▶ **Problem 1**:
Answer these questions about the text on three Norfolk Wildlife Trust reserves:
(a) How many hares were seen at Upton?
(b) Which college did the students at Hickling Broad come from?
(c) What subject was the guide asked to talk about at Hickling?
───
Friday, 31 May 2013

Upton, Hicking and Cley in a week

Barry Madden, Volunteer Bird Guide at NWT Cley Marshes

Over the course of the past week I’ve had the good fortune to spend time at three of Norfolk Wildlife Trust’s reserves. Being able to sample the diverse landscapes and associated wildlife of these special places has reinforced my belief that NWT is doing a fantastic job of conserving our open spaces, as well as connecting people of all ages and experience levels to their natural heritage.

Upton Broad and Marshes was the first port of call, where a happy day was spent in the company of a few friends walking around this unique area of fresh grazing marsh, fen and wet meadows. As part of the Bure Valley Living Landscapes initiative, much management work is being carried out here to create an environment better suited to the feeding and breeding requirements of wetland wildlife. Already the signs are good; we saw whimbrel, breeding lapwing and oystercatcher, a little ringed plover that was quite possibly one of a breeding pair, and the reed fringed dykes were alive with reed, sedge and Cetti’s warblers. We had a great view of a cuckoo calling from a dead tree, and the air was full of swifts, swallows and martins hawking flies low over the pools formed by the recent flood defence works. We stopped and watched the antics of these summer visitors, some of which actually swooped between us at knee height as we stood admiring their aerial skills. Birds of prey were also well represented with marsh harrier, buzzard, kestrel, sparrowhawk and a pair of hobbies all being seen within a 30 minute spell. But it wasn’t just about birds, because we also had views of Chinese water deer, stoat, rabbits and a party of seven lovely hares that were still engaging in their spring ‘boxing’. Larger insects were absent on this occasion, mainly thanks to the inclement weather, but I’ve been here when the woodland rides and footpaths, blanketed in wild flowers, are alive with butterflies and dragonflies; in fact Upton is one of the best places in the UK to see dragonflies during the summer. It would be easy to spend a few hours at Upton, the footpaths are extensive and there’s always something interesting to see. If you get a chance you should visit.

A few days later I was asked to assist the NWT Education Team, lovely friends, with an event at Hickling Broad NNR. Here, a group of students from Great Yarmouth College were being introduced to the varied habitats and wildlife of Broadland. My task was to talk about moths…unfortunately there wasn’t a single moth to be seen in the trap set the previous evening! No matter, Plan B kicked in, and we simply talked about the diversity of moths, their life cycle, feeding requirements and what would happen if they disappeared (disaster for blue tits). The students were also treated to a boat trip around the reserve, a butterfly walk, a pond dipping session and 30 minutes of dissecting owl pellets – a fascinating activity.  On this day Hickling also played host to a school party of younger children, that were having a great time rummaging nets in the dykes from the specially constructed platforms, then crowding around the trays to inspect their catch. This is what a nature reserve should be like – making areas accessible to all whilst being able to retain large areas for the needs of the indigenous flora and fauna.
───
▶ **Problem 2**:
Count the lines in the listing that contain the word "after", and give only the number.

▶ **Saved entries**:
───
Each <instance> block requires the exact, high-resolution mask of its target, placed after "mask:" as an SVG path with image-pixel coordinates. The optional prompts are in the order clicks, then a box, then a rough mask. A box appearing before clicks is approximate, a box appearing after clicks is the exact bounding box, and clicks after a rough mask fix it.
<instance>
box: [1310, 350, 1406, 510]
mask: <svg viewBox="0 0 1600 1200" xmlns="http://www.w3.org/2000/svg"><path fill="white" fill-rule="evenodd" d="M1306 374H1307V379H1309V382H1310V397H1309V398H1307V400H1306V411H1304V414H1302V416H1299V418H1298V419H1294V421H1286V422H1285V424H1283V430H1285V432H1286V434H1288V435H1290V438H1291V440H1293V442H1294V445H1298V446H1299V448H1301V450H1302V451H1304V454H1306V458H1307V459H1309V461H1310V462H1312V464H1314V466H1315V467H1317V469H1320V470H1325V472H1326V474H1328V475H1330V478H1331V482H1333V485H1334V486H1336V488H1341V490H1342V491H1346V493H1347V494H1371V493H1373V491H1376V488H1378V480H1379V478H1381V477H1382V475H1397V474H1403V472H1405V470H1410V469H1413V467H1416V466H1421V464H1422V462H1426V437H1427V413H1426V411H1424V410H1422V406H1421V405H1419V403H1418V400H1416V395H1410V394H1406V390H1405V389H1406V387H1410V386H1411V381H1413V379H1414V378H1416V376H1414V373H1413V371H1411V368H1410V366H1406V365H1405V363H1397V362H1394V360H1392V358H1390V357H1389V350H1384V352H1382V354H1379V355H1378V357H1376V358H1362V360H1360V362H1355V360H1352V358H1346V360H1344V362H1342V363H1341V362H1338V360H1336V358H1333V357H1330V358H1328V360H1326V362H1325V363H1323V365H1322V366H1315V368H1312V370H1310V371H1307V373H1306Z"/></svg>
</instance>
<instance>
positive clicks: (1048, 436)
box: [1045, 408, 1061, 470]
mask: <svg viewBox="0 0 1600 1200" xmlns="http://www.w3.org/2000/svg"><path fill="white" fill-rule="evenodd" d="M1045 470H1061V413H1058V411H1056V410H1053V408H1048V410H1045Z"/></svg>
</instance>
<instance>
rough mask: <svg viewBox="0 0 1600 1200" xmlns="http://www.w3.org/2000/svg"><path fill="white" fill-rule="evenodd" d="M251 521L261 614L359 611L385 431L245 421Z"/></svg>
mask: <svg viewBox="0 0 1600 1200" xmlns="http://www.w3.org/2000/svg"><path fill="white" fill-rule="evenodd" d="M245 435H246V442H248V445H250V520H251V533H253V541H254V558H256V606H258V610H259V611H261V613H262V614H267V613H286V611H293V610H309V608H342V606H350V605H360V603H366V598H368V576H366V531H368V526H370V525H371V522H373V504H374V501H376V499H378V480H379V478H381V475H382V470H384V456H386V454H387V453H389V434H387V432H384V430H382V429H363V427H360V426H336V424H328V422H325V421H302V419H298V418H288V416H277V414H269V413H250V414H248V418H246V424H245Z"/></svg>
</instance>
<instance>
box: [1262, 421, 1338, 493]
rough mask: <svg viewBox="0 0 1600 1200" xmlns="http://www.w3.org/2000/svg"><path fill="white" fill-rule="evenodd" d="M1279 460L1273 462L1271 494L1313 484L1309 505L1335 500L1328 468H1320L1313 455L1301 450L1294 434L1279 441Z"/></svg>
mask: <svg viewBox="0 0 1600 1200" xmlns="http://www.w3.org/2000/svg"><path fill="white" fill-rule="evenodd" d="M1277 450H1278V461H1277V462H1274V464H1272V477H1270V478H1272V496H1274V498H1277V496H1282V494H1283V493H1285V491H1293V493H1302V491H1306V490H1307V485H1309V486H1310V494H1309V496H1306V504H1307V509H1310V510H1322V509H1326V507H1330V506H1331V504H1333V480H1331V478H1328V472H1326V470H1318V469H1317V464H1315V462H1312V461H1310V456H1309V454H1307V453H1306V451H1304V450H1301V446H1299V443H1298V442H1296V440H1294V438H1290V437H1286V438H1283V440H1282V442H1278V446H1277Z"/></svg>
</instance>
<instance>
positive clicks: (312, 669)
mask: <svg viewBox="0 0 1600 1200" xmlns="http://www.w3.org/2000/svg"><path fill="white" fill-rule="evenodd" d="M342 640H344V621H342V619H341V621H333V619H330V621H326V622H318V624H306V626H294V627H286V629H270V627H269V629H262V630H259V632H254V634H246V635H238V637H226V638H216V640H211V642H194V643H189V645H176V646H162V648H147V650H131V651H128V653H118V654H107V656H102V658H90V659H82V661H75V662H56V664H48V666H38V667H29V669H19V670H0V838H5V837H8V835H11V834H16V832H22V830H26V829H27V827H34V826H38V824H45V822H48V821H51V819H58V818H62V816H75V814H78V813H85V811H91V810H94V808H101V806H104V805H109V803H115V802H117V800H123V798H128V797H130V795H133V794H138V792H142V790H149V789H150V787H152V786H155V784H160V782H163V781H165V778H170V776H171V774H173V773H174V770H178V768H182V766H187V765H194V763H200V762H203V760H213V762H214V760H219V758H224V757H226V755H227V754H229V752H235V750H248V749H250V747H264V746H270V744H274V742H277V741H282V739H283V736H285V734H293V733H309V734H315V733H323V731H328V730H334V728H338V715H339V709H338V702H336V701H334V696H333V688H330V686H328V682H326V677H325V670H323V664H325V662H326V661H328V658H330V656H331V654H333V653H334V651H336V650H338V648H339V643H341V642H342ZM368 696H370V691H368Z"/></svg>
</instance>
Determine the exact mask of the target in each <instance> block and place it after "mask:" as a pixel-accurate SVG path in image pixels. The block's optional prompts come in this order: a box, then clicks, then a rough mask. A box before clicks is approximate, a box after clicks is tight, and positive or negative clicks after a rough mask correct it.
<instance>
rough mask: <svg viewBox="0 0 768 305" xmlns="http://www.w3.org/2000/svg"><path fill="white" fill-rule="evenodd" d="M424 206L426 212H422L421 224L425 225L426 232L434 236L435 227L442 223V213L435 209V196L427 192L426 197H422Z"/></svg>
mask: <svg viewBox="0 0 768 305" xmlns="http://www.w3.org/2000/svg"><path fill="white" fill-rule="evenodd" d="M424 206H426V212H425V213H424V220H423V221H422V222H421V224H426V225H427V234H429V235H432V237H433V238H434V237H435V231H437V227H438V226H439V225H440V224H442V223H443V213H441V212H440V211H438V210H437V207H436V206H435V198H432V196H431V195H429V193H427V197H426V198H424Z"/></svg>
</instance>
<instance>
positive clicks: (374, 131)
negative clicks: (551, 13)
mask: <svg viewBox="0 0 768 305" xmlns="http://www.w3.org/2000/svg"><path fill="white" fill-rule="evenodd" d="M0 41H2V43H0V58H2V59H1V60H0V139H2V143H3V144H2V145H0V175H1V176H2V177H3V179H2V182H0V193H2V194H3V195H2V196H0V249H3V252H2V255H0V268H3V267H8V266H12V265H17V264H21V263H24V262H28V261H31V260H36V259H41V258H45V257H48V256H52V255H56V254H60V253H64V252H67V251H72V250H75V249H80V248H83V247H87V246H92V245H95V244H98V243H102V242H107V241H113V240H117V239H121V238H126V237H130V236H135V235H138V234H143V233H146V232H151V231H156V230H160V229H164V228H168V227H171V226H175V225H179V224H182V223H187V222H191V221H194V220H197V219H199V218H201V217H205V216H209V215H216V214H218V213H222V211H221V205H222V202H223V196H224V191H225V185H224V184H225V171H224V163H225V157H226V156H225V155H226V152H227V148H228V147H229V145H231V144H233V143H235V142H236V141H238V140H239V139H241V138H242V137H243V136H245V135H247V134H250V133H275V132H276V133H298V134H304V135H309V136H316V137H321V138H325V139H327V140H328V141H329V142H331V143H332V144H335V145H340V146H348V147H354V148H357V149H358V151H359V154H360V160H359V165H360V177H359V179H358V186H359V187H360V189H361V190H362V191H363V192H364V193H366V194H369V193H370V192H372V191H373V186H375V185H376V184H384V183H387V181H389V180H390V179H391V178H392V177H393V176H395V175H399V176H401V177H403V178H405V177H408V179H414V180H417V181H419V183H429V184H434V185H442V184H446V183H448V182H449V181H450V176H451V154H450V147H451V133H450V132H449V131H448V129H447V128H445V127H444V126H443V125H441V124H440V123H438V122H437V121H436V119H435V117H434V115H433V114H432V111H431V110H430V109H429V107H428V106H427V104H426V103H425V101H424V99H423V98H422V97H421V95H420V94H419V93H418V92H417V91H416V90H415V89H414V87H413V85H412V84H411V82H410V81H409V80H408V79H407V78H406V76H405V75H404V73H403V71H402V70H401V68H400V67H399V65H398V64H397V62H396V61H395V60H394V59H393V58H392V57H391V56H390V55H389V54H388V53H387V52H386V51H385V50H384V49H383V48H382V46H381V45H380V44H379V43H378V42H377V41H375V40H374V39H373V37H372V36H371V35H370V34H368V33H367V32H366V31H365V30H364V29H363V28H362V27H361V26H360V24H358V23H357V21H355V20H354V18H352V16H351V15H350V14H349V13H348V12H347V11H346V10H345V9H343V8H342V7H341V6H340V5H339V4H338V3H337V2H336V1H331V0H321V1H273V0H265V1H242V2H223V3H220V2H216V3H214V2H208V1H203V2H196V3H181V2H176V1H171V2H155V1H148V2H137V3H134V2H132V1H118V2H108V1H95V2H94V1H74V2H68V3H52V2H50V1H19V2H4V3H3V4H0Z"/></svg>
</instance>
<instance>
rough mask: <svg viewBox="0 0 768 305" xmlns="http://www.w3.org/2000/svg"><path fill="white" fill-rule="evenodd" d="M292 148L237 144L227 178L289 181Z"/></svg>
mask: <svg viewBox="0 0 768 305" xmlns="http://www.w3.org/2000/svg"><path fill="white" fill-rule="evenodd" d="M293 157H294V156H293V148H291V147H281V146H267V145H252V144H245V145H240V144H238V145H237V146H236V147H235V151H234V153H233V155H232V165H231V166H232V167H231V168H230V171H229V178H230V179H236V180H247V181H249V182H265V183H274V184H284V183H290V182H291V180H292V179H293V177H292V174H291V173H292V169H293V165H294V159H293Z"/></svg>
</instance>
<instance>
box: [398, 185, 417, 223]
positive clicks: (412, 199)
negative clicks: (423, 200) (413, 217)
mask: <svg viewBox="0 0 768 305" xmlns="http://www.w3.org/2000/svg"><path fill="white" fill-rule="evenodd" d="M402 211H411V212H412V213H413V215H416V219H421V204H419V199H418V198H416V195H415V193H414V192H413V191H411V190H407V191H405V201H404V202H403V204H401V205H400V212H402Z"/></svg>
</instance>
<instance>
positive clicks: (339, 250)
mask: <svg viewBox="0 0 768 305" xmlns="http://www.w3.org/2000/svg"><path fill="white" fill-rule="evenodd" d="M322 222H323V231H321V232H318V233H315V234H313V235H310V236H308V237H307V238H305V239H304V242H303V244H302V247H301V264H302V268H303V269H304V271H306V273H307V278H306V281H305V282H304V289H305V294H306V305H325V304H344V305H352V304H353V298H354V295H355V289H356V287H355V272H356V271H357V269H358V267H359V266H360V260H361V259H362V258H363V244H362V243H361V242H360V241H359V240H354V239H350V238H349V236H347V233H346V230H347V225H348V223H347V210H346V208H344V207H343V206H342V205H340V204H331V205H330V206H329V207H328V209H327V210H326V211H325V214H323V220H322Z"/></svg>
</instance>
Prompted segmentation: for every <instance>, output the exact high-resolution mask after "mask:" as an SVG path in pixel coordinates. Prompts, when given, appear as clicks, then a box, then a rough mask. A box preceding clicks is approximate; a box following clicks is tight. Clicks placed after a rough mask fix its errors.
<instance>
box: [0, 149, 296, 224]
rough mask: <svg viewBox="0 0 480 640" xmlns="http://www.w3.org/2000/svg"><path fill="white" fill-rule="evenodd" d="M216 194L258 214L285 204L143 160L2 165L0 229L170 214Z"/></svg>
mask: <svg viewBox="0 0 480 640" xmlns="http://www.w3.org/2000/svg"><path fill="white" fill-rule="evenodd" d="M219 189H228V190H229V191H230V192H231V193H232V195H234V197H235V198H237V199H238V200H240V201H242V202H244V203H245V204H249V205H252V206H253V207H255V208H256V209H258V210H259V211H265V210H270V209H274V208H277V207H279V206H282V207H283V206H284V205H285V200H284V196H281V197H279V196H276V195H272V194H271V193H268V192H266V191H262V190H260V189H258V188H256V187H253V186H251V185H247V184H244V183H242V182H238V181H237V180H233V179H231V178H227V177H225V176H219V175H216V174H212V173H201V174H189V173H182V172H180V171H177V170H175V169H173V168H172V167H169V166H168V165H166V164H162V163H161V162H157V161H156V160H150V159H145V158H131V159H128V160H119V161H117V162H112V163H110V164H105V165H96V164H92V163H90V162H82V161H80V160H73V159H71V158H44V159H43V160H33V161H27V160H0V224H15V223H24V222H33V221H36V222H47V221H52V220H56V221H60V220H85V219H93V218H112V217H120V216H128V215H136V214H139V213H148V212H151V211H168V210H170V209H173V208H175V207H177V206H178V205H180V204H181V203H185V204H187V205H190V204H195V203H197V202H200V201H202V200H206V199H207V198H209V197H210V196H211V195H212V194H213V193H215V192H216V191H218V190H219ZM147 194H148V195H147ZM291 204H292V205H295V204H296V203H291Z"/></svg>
───
▶ **Written answer 1**:
(a) Seven.
(b) Great Yarmouth College.
(c) Moths.

▶ **Written answer 2**:
3